* What the exercise asks *
Word for word, restate each of the records below.
[Source records]
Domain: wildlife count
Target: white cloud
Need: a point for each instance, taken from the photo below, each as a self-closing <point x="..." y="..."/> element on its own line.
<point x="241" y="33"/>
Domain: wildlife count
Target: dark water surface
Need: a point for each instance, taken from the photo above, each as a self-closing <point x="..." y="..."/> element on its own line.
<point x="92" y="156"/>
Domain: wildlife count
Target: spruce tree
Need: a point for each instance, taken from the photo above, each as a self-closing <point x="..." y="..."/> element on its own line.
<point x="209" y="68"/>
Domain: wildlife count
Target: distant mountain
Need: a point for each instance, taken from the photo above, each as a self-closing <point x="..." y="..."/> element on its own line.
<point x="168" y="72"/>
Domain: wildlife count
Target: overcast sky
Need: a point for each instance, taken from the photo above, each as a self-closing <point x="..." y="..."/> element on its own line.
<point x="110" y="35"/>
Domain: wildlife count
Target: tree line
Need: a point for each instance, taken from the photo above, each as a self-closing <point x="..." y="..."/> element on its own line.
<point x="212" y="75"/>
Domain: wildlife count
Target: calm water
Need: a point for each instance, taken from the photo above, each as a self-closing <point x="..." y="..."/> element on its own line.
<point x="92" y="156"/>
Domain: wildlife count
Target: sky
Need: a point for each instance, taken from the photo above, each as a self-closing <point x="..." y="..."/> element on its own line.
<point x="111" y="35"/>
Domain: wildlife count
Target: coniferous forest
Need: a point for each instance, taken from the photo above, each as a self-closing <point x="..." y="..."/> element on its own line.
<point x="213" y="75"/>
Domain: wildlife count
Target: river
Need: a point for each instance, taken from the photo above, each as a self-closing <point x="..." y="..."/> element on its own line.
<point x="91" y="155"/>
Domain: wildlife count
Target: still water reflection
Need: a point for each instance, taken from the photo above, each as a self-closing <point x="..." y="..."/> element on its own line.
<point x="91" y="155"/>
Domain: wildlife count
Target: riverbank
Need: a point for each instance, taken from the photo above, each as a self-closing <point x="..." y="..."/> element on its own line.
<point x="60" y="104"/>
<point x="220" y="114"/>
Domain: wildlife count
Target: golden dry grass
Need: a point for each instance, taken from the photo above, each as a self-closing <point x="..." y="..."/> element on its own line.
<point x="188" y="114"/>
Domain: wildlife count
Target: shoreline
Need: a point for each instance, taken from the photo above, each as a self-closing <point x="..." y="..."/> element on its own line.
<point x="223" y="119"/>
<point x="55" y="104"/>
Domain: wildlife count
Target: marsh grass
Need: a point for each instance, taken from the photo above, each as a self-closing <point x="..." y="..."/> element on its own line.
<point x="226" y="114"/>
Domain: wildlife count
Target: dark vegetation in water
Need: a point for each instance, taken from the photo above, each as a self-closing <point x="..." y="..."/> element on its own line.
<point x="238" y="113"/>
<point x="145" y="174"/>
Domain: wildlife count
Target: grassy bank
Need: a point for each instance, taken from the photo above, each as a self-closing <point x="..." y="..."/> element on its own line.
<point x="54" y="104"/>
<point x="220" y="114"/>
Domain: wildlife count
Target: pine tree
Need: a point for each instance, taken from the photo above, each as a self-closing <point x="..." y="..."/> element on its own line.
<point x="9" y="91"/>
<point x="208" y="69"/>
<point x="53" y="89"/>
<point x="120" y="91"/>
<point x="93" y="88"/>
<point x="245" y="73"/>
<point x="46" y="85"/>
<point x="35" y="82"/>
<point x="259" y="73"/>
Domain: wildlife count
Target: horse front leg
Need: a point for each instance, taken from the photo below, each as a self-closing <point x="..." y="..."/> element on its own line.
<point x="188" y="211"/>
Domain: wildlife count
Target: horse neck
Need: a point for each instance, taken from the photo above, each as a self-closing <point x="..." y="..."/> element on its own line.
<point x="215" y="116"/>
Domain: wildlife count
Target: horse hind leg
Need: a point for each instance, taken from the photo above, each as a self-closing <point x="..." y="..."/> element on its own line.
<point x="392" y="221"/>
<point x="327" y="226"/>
[/Source records]
* Answer *
Domain: wildlife count
Target: white cloud
Need: a point for each instance, taken from the photo below, each as a self-closing <point x="..." y="..."/> element on its own line.
<point x="241" y="33"/>
Domain: wildlife count
Target: dark water surface
Need: a point for each instance, taken from the photo above, each as a self-closing <point x="..." y="..."/> element on its own line.
<point x="92" y="156"/>
Domain: wildlife count
Target: spruce tree
Need: a point for each instance, taken from the photo above, each as a self-closing <point x="..." y="..."/> element on its own line.
<point x="209" y="68"/>
Domain: wildlife count
Target: distant mountain
Need: a point for each instance, taken from the photo above, each as a self-closing <point x="..." y="..."/> element on its own line.
<point x="168" y="72"/>
Domain: wildlife count
Target: overcast sky
Need: a point for each instance, taken from the photo above, each as a self-closing <point x="..." y="..."/> element on its own line.
<point x="110" y="35"/>
Domain: wildlife count
Target: tree line
Need: a point for each instance, taken from the photo above, each as a self-closing <point x="..." y="..."/> element on its own line.
<point x="212" y="75"/>
Domain: wildlife count
Target: calm water
Need: a point for each instance, taken from the photo above, each as a self-closing <point x="..." y="..."/> element on its own line.
<point x="92" y="156"/>
Domain: wildlife count
Target: sky
Need: a point for each instance, taken from the photo above, each as a self-closing <point x="..." y="..."/> element on its own line.
<point x="111" y="35"/>
Domain: wildlife count
Target: coniferous forest
Need: a point for each instance, taken from the photo above, each as a self-closing <point x="..." y="..."/> element on its own line.
<point x="213" y="75"/>
Domain: wildlife count
Target: river
Need: a point for each instance, taken from the photo above, each as a self-closing <point x="..." y="..."/> element on its own line.
<point x="91" y="155"/>
Domain: wildlife count
Target: still water reflection
Need: a point for each instance, taken from the photo above, each as a self-closing <point x="..." y="..."/> element on its own line.
<point x="91" y="155"/>
Domain: wildlife count
Target: riverbank
Need: a point for each instance, taken from the photo above, each as a self-closing <point x="..." y="..."/> element on its own line.
<point x="60" y="104"/>
<point x="220" y="114"/>
Domain: wildlife count
Target: golden dry grass
Need: a point for each instance, taken from the photo above, each as a self-closing <point x="..." y="..."/> element on its own line.
<point x="188" y="114"/>
Domain: wildlife count
Target: shoreline
Need: a point for each instance, taken from the photo above, each as a self-closing <point x="..." y="..."/> element on its own line.
<point x="223" y="119"/>
<point x="55" y="104"/>
Domain: wildlife count
Target: marsh grass
Need: a point for each instance, taken from the photo above, each as a self-closing <point x="..." y="..."/> element on its own line.
<point x="226" y="114"/>
Domain: wildlife count
Target: dark vegetation in water
Need: a point for each instance, taken from the photo above, each as a self-closing <point x="..." y="..."/> element on its own line.
<point x="238" y="113"/>
<point x="145" y="174"/>
Domain: wildlife count
Target: grassy bank
Need: a point for each instance, taken from the photo above, each as a self-closing <point x="..." y="..."/> element on its own line.
<point x="54" y="104"/>
<point x="220" y="114"/>
Domain: wildlife count
Target: pine tree
Need: a point for each instance, taken from the photo above, each as a self-closing <point x="..." y="..."/> element on its own line.
<point x="9" y="91"/>
<point x="208" y="69"/>
<point x="53" y="89"/>
<point x="120" y="91"/>
<point x="93" y="88"/>
<point x="245" y="73"/>
<point x="46" y="85"/>
<point x="35" y="82"/>
<point x="259" y="73"/>
Domain: wildlife count
Target: horse front leg
Need: a point for each instance, taken from the photo below, each as a self-closing <point x="..." y="..."/> element on its own line.
<point x="188" y="211"/>
Domain: wildlife count
Target: horse neck
Need: a point for each instance, taken from the photo above, each as a self-closing <point x="..." y="..."/> element on its own line.
<point x="215" y="116"/>
Domain: wildlife count
Target: horse hind leg
Need: a point for each instance, taken from the photo above, each as a self-closing <point x="..." y="..."/> element on its own line.
<point x="392" y="221"/>
<point x="327" y="226"/>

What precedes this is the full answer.